▶ [Required task A]: Reproduce the passage on names and belonging starting at "Our names tell" and ending at "Canadian family, too.", switching "Agnes" to "Marion" wherever it occurs.
---*---
Our names tell us who we are, and sometimes our names remind us of “whose” we are. If you look at my family tree on my mother’s side, you’ll see many of the same names. Lots of Jeans and Janets and Jessies; lots of Donalds and Johns and Gordans. My name came from my mother’s sister, our Aunt Agnes. I am deeply grateful that when my Aunt Agnes was still a young girl, she told my mother, “If you ever name a child after me, for heaven’s sake, don’t name her Agnes. Name her Joanne,” which was Agnes’ middle name. My name tells me that even though I was born and raised in California, I belong to my Scottish Canadian family, too.

Belonging is that innate human desire to be part of something larger than ourselves.[1] Social science researcher and author Brené Brown asked a large group of eighth graders to come up with the difference between “fitting in” and “belonging.” They said, “Belonging is being accepted for you. Fitting in is being accepted for being like everyone else.” “I get to be me if I belong. I have to be like you to fit in.” Brown says it doesn’t matter where in the country she asks this question, or what type of school she’s visiting. Middle and high school students understand how this works:[2] Fitting in – the skill most of us learned all too well in adolescence and can’t entirely shake in adulthood – is all about changing yourself so you’re acceptable to your peer group, while belonging is simply being accepted and valued just as you are.[3] “I have called you by name; you are precious to me,” says God through the prophet Isaiah. Those are life-giving words, life-changing words, grace-filled words. Everyone should hear those words sometime or another.
---*---
▶ [Required task B]: Pull out every line of the rows below that contains the string "yellow".

▶ [Extracted data]:
---*---
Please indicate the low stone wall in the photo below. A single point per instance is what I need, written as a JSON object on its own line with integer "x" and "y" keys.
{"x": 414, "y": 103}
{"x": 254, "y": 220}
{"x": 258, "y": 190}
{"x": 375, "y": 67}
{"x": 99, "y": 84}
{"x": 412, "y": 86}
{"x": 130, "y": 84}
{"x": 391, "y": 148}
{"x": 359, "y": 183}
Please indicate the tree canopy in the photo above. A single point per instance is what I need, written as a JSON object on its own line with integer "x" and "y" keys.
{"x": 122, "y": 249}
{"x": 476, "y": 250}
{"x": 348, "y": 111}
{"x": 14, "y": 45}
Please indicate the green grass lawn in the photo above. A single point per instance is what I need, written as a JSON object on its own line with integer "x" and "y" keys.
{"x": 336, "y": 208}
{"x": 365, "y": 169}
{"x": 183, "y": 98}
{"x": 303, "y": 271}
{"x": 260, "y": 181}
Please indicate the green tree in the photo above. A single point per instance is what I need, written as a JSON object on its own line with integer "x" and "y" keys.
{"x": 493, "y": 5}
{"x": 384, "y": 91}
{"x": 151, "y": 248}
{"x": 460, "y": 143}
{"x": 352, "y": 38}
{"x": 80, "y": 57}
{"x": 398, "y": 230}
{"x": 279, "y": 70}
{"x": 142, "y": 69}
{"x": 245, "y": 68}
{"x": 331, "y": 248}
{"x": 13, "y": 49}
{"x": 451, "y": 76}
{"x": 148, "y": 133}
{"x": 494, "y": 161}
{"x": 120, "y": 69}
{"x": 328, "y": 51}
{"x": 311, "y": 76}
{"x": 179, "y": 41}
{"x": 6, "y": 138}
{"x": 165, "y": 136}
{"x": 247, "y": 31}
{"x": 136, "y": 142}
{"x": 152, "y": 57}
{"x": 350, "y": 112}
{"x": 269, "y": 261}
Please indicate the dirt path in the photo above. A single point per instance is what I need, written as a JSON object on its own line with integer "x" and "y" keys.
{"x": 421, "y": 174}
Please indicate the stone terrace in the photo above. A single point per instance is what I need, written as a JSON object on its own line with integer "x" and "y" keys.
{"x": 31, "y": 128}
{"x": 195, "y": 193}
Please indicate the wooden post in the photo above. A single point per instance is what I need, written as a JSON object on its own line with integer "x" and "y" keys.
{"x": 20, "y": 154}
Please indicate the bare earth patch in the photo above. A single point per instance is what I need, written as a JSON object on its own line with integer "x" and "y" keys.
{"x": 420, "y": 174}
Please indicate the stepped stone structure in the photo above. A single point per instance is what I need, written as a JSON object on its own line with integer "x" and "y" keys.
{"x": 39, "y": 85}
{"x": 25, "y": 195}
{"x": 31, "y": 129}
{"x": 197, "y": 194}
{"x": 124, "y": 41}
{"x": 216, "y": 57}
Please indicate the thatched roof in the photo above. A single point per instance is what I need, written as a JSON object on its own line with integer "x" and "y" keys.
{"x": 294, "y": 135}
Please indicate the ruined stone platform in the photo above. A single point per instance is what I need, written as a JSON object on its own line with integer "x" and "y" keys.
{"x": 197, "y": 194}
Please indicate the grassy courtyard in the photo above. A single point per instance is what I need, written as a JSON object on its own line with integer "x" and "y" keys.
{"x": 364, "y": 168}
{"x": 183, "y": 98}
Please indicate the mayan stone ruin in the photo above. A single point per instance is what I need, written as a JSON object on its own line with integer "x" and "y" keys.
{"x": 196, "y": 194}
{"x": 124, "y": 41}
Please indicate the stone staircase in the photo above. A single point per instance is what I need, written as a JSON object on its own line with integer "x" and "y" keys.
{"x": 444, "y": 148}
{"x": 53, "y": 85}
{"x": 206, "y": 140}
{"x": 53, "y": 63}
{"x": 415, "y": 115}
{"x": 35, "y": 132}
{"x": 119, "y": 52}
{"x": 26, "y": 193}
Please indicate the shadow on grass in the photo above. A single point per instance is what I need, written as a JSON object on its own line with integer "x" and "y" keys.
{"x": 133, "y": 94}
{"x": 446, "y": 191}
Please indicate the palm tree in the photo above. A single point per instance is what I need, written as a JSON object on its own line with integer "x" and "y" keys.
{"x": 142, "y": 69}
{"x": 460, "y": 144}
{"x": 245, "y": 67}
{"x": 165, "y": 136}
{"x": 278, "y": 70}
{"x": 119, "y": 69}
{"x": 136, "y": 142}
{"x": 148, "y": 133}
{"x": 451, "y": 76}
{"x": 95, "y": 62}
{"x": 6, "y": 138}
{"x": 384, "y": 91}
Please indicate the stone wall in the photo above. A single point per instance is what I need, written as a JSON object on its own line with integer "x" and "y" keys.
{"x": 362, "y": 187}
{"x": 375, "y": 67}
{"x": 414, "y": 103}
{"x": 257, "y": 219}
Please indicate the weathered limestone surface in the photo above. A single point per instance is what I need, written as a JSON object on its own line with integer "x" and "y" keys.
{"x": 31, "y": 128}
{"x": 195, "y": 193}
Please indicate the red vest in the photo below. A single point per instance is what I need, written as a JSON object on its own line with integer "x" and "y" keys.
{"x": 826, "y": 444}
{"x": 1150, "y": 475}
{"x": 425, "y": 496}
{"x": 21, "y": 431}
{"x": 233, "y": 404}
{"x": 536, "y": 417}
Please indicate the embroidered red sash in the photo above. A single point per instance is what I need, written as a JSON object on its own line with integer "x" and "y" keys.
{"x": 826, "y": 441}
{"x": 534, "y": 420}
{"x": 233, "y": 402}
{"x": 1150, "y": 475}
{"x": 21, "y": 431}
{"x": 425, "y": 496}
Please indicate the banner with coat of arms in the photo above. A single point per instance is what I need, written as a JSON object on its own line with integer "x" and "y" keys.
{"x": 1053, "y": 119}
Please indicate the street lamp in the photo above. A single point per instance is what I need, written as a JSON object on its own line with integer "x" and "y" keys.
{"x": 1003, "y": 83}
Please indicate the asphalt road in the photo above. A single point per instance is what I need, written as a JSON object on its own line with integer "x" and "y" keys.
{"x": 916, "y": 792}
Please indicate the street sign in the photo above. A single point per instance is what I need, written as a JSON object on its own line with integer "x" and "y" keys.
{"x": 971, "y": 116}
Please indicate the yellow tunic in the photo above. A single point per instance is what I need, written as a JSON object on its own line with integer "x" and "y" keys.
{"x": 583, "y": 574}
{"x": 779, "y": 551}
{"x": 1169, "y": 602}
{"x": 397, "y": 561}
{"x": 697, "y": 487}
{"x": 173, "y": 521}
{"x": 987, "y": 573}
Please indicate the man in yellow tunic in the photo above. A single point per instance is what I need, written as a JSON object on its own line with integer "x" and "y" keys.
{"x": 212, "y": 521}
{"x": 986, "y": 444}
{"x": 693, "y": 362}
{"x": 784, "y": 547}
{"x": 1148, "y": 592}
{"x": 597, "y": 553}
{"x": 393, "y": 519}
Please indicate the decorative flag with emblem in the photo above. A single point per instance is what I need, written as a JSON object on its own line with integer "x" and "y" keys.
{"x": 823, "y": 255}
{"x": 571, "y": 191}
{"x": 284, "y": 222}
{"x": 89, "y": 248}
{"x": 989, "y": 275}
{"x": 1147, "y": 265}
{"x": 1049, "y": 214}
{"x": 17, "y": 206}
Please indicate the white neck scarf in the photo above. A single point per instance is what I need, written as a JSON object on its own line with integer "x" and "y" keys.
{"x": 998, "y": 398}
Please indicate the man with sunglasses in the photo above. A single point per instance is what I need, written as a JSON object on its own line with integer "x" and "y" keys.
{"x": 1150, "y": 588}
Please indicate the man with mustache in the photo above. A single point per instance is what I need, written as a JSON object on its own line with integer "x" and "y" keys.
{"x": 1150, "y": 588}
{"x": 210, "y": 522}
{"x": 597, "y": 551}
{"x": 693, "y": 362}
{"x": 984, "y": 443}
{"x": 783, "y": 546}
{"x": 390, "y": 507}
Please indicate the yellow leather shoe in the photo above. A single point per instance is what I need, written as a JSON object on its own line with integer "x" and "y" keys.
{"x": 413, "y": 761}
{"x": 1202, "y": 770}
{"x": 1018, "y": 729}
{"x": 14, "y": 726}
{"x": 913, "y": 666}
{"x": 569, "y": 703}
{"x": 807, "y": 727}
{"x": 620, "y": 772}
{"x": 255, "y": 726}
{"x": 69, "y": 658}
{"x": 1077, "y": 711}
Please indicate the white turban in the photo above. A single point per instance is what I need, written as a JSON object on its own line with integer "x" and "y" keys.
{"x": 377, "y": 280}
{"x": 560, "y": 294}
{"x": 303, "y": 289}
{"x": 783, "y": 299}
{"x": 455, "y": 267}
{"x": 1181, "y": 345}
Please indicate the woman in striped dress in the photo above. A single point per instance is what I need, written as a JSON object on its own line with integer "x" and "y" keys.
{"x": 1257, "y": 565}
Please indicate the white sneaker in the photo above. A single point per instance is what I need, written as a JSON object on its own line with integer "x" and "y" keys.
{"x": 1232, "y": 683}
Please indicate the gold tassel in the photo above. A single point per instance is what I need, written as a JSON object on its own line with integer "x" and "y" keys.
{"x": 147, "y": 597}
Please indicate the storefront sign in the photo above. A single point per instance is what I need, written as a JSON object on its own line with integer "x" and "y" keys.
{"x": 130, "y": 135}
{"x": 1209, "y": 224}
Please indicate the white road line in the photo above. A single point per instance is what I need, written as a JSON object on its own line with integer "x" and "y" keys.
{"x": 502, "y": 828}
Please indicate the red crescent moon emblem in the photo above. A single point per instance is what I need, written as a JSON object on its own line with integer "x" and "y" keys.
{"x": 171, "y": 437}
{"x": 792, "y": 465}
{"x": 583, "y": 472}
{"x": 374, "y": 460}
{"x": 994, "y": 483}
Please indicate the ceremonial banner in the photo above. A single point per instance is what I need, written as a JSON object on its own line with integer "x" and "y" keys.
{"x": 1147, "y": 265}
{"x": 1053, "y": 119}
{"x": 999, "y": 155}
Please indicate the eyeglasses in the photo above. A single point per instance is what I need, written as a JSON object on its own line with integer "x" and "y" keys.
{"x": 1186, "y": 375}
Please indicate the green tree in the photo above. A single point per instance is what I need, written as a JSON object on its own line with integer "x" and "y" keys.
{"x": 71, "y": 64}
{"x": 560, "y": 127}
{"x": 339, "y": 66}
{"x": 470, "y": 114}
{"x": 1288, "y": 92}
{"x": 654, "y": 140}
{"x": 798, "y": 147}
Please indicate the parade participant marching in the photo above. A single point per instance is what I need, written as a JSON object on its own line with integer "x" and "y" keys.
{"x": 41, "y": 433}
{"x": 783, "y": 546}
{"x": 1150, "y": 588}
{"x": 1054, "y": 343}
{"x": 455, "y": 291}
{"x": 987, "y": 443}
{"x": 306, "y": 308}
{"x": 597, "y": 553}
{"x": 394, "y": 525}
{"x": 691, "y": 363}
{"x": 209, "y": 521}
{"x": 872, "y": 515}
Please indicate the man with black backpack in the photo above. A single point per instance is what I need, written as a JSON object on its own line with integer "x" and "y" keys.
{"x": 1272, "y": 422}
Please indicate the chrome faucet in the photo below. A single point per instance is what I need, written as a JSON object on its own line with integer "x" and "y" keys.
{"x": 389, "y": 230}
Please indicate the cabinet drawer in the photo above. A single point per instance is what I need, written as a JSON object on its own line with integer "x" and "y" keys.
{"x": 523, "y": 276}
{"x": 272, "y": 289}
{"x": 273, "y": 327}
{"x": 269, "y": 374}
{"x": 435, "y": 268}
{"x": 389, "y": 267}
---*---
▶ [Finished answer A]:
Our names tell us who we are, and sometimes our names remind us of “whose” we are. If you look at my family tree on my mother’s side, you’ll see many of the same names. Lots of Jeans and Janets and Jessies; lots of Donalds and Johns and Gordans. My name came from my mother’s sister, our Aunt Marion. I am deeply grateful that when my Aunt Marion was still a young girl, she told my mother, “If you ever name a child after me, for heaven’s sake, don’t name her Marion. Name her Joanne,” which was Marion’ middle name. My name tells me that even though I was born and raised in California, I belong to my Scottish Canadian family, too.

▶ [Finished answer B]:
Please indicate the yellow tunic in the photo above. A single point per instance is what I need, written as a JSON object on its own line with integer "x" and "y" keys.
Please indicate the man in yellow tunic in the photo above. A single point per instance is what I need, written as a JSON object on its own line with integer "x" and "y" keys.
Please indicate the yellow leather shoe in the photo above. A single point per instance is what I need, written as a JSON object on its own line with integer "x" and "y" keys.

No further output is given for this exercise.